▶ [THE TASK]: Substitute "purple" for "pink" in the items below, starting at the line that contains "For the benchmark run, find the blurred" and ending at the line that contains "Target: blurred pink flower", and keep everything else unchanged. Leave the pictures out of your answer.

==============================

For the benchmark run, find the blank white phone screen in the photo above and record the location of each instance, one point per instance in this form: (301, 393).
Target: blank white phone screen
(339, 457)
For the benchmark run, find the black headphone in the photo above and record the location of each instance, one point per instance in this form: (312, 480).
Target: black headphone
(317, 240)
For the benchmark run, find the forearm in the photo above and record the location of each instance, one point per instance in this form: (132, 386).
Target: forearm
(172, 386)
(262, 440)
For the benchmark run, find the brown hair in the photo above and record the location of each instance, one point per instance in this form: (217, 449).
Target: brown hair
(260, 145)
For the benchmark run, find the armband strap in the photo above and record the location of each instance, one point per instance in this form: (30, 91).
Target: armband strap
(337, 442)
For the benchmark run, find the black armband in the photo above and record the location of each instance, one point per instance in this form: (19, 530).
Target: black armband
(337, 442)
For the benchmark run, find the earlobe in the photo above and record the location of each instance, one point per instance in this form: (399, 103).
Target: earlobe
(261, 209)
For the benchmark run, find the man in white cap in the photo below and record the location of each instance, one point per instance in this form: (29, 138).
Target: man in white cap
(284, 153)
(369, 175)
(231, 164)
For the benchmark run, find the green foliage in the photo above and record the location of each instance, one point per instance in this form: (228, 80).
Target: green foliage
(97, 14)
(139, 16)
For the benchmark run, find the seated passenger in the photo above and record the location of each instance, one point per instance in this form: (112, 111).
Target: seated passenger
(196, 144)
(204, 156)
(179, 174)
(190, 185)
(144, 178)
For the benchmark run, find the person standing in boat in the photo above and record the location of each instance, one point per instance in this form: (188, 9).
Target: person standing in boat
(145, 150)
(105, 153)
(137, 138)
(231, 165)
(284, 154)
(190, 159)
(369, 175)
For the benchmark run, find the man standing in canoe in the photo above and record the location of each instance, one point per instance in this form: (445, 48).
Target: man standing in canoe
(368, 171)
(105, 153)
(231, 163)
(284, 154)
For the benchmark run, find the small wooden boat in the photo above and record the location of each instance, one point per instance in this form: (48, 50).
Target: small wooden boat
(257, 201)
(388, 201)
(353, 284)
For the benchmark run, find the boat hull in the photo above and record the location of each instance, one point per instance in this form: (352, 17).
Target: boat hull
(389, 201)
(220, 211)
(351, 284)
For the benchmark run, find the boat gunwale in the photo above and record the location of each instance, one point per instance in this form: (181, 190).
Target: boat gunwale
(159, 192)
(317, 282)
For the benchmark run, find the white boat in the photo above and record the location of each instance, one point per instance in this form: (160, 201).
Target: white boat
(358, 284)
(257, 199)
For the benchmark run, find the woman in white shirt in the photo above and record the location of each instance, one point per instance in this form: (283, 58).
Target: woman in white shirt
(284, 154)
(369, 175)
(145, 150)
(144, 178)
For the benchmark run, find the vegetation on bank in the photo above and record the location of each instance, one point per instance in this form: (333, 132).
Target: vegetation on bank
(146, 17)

==============================

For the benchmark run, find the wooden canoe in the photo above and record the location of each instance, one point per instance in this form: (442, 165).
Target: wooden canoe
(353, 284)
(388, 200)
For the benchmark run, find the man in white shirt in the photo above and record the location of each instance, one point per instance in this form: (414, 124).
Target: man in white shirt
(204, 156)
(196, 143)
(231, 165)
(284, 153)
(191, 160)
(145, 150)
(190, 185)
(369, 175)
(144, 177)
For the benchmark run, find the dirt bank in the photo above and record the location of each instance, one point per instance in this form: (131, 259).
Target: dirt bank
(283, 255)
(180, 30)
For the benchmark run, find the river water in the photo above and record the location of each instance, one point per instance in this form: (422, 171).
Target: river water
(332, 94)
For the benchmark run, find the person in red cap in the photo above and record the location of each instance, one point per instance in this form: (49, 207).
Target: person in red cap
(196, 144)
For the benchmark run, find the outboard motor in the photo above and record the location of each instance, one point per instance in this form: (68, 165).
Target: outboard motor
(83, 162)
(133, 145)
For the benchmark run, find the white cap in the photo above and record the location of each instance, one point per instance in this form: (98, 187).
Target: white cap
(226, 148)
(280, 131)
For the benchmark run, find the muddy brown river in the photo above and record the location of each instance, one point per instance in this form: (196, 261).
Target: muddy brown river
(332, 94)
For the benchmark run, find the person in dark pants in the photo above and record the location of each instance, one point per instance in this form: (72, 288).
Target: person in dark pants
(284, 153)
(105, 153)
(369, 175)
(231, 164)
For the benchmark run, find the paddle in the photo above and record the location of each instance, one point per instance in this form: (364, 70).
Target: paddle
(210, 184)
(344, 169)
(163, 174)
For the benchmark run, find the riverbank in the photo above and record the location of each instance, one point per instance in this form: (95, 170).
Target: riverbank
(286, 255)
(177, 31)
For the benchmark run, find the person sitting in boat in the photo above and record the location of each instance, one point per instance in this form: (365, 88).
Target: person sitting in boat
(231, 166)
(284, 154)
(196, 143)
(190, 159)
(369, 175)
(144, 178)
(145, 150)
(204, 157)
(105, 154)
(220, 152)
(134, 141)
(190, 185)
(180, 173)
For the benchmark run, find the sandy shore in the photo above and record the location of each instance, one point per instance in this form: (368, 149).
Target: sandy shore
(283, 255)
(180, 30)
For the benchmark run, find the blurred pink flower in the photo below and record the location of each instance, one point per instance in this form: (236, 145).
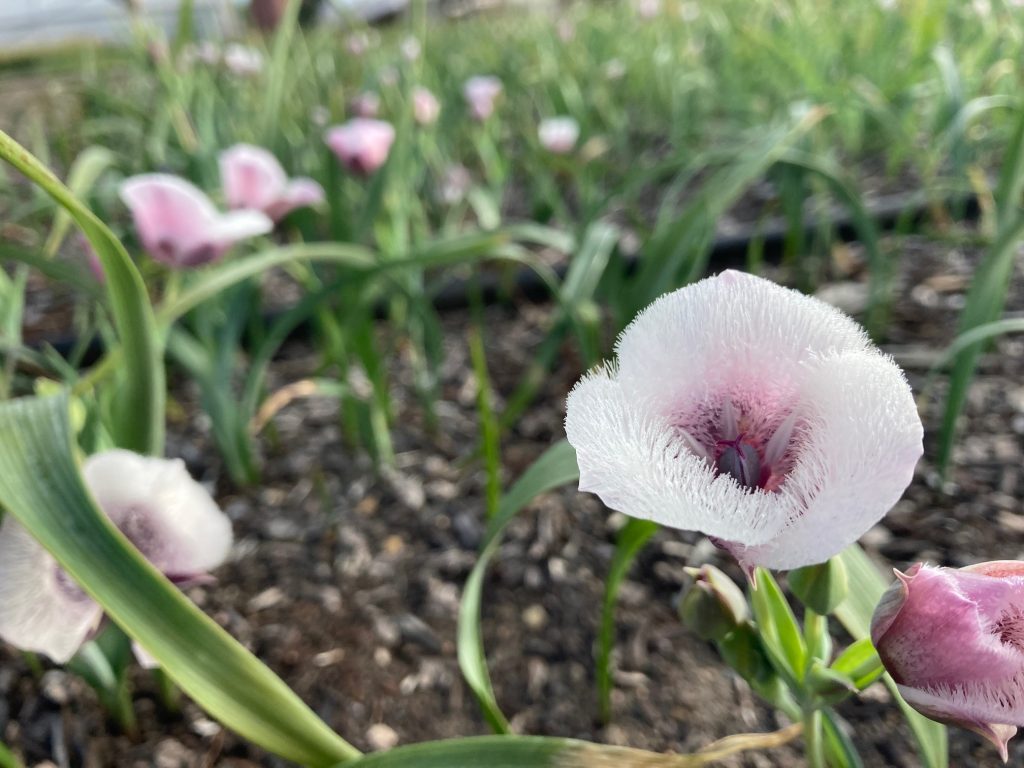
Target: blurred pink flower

==============================

▶ [SOLUTION BELOW]:
For the benchmark run, find the blurred purple flower in the photo below and record the location of each instance, one point per instance in this form: (236, 145).
Target: blurred purple flower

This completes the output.